[Begin]

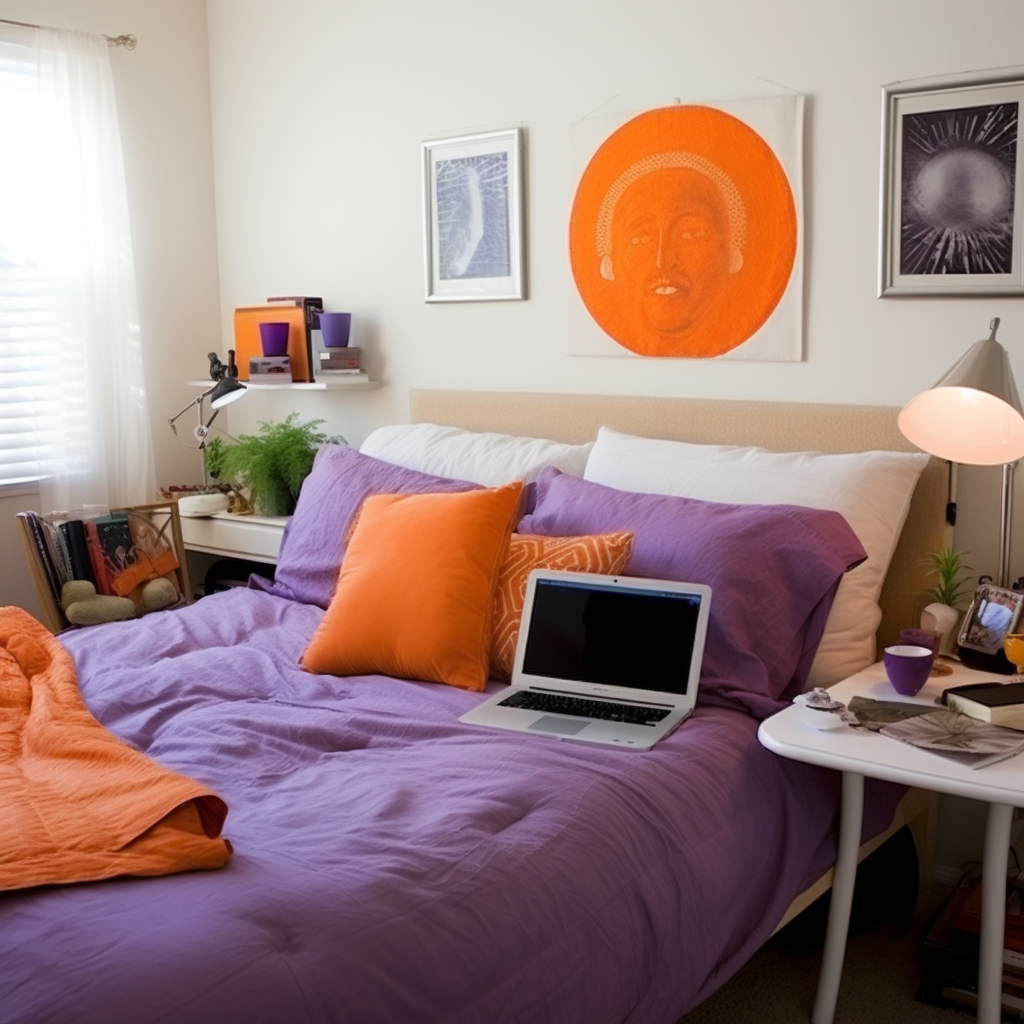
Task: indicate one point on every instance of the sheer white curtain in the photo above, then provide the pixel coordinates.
(73, 404)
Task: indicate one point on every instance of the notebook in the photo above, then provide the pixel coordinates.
(602, 659)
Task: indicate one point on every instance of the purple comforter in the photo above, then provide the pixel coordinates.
(395, 865)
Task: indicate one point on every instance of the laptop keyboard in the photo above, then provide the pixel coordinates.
(562, 704)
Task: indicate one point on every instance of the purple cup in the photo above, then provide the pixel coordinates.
(920, 638)
(335, 328)
(908, 667)
(273, 338)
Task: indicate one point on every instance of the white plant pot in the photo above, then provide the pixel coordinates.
(943, 620)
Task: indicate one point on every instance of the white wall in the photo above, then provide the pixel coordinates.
(164, 110)
(320, 109)
(317, 109)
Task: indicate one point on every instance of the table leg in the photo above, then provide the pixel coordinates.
(851, 818)
(993, 912)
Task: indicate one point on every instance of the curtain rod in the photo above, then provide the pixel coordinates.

[End]

**Aim**
Copy out every item above with "photo" swapped for "image" and nothing else changed. Omit the pictures.

**Result for this exercise**
Task: indicate one point on every instance of the sheer white curtain in the image above, then provide the pixel coordinates.
(73, 404)
Task: indicate one point on every instance of the notebook in the image above, then provide the pixel coordinates.
(602, 659)
Task: indicate one point on every instance of the purple comforter in the image above, then provide the pixel coordinates.
(395, 865)
Task: indicate one point on every instance of the laptop keyboard in the image above, then provide the pixel coordinates.
(562, 704)
Task: indicate one point on every instance of the purple cup in the image above, then provide the pixel coordinates.
(920, 638)
(335, 328)
(908, 667)
(273, 338)
Task: indicate one point on every instance of the white plant pot in the image above, then provide the pixel coordinates.
(943, 620)
Task: indicate one point on every instance of the white wall in the image above, then provide the pixel coordinates.
(164, 110)
(320, 109)
(317, 109)
Task: indicate one point on every instance of the table leg in the image above, then provide the pixel coordinates.
(851, 818)
(993, 912)
Task: indicate one point on every instance of the curtain rod in the image above, then provide the pixel coordinates.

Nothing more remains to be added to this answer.